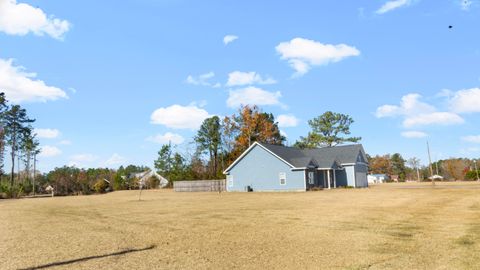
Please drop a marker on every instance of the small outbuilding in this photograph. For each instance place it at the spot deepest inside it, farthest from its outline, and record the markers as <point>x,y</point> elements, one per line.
<point>265,167</point>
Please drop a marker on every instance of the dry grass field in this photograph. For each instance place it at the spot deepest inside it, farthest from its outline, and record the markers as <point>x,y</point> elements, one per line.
<point>390,226</point>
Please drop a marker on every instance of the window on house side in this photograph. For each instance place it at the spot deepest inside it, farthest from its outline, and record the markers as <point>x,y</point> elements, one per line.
<point>283,178</point>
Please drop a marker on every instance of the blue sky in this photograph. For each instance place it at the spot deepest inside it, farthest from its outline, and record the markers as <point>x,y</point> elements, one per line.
<point>110,81</point>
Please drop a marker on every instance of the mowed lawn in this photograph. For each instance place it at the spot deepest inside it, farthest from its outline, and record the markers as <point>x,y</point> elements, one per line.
<point>389,226</point>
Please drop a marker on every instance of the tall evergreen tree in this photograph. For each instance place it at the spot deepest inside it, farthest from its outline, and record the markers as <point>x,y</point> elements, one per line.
<point>3,109</point>
<point>17,125</point>
<point>327,130</point>
<point>209,139</point>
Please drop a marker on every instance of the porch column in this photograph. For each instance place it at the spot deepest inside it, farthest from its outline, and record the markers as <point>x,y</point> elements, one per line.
<point>328,177</point>
<point>334,179</point>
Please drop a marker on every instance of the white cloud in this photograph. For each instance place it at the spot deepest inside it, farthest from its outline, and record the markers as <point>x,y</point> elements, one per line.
<point>391,5</point>
<point>115,159</point>
<point>417,113</point>
<point>81,160</point>
<point>21,19</point>
<point>47,133</point>
<point>236,78</point>
<point>466,4</point>
<point>166,138</point>
<point>84,157</point>
<point>303,53</point>
<point>49,151</point>
<point>410,105</point>
<point>472,138</point>
<point>20,86</point>
<point>201,79</point>
<point>465,101</point>
<point>285,120</point>
<point>252,96</point>
<point>179,117</point>
<point>414,134</point>
<point>65,142</point>
<point>229,38</point>
<point>436,118</point>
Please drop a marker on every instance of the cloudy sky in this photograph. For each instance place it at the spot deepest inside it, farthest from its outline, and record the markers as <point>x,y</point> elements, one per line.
<point>110,81</point>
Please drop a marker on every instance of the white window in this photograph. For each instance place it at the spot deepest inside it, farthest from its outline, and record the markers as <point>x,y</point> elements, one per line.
<point>283,178</point>
<point>230,180</point>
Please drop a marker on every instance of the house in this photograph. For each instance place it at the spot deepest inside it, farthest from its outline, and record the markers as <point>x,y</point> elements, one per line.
<point>144,176</point>
<point>377,178</point>
<point>265,167</point>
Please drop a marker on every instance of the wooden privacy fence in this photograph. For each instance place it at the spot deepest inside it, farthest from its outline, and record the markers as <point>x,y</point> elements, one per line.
<point>199,186</point>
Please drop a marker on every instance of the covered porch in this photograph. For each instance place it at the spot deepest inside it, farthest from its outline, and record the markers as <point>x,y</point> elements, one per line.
<point>325,178</point>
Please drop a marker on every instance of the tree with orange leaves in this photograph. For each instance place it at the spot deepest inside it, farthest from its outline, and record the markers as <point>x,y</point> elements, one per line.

### EXERCISE
Each line from the one with "Please drop a marker on every instance of the wooden" through the end of the entries above is to be returned word for word. Nothing else belongs in the answer.

### COMPLETED TASK
Please drop a marker on every instance of the wooden privacy fence in this photograph. For each instance place it at the spot deepest inside it, farthest from its outline, and record the markers as <point>x,y</point> elements, one per line.
<point>199,186</point>
Please drop a marker on every instance of the covered porch in this photograph. For each instance place it at the spot deepest inside it, farthest from its outline, and record the markers as <point>x,y</point> elements, one per line.
<point>325,178</point>
Please drop a marker on every instance of the tree with orange leaves in this photograph. For each instance place it at the spot deepest inside it, farthest from its outline, and record the markers as <point>x,y</point> elements, one per line.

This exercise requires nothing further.